** Opening STUDY TEXT block **

1.Humans evolved to be primarily vegetarian. Humans do not have the large mouth or long, pointed teeth of carnivores. Human teeth are short and flat for chewing fibrous food.

2.It is cruel and unethical to kill animals for food. Animals are sentient beings that have social structures and emotions.

3.A vegetarian diet reduces the chances of developing kidney and gallstones. Diets high in animal protein cause the body to excrete calcium, oxalate, and uric acid - the main components of kidney and gallstones.

4.A peer-reviewed 2004 study from Harvard researchers found that eating meat increases the risk of getting type 2 diabetes.

** Closing STUDY TEXT block **

**WORK INSTRUCTION 1**
According to the vegetarian diet text, what are the main components of kidney stones and gallstones?
**WORK INSTRUCTION 2**
Can you restate the paragraph of the vegetarian diet text that begins "Humans evolved to be primarily vegetarian" more briefly, keeping its main facts?
**WORK INSTRUCTION 3**
Pick up the vegetarian diet text after its last sentence and continue it in the same numbered style.
The material that follows was drawn from a different source.

** Opening EXTRACTED RECORDS block **

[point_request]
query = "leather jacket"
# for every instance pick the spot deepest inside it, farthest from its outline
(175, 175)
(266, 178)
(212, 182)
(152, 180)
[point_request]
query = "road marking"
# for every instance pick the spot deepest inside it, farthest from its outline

** Closing EXTRACTED RECORDS block **

**RESPONSE 1**
Calcium, oxalate, and uric acid.

**RESPONSE 2**
Humans evolved as mainly vegetarian. They lack carnivores' large mouths and long, pointed teeth and have short, flat teeth for chewing fibrous food.

**RESPONSE 3**
5.Vegetarians live longer. A peer-reviewed 2003 study found that adherence to vegetarian diets or diets very low in meat for 20 years or more can increase life expectancy by 3.6 years

6.A vegetarian diet can help alleviate world hunger. Over 10 pounds of plant protein are used to produce one pound of beef protein. [24] If these grains were fed to humans instead of animals, more food would be available for the 925 million people in chronic hunger worldwide

7.A vegetarian diet conserves water. It takes about 2,500 gallons of water to produce one pound of beef, and about 660 gallons to make a pound of chicken. It only takes about 220 gallons to make a pound of tofu and 180 to make a pound of wheat flour.

8.Many food animals in the US are not slaughtered humanely.

9.Consuming fish can be unhealthful. According to the US Environmental Protection Agency, "nearly all fish and shellfish" are contaminated by methyl mercury (a potent neurotoxin) from industrial pollution.

1.Eating meat is not cruel or unethical. Every organism on earth dies, at some point, so others can live. There is nothing wrong with this cycle; it is how nature works.

 2.Humans have been eating meat for 2.3 million years and it has been an essential part of our evolution.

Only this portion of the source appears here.